Rows from a pointing dataset =>
###

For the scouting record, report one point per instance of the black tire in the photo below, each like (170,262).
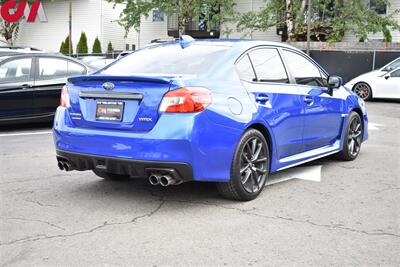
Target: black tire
(248,175)
(352,139)
(111,176)
(363,90)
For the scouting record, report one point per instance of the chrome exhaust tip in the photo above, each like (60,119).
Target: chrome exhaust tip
(167,180)
(60,165)
(154,179)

###

THE PROBLEM => Update these records by changing every occurrence of "scouting record" to "inventory log" and keeping everything else the same. Leave the pictures out of your answer.

TASK RESPONSE =>
For the inventory log, report one point per instance of the black tire in the photo below, each like (170,262).
Target: black tire
(248,175)
(352,139)
(111,176)
(363,90)
For the inventory log, report one point per instance of the chrome exhaust tip in the photo above, each like (60,119).
Target: chrome exhaust tip
(167,180)
(60,165)
(154,179)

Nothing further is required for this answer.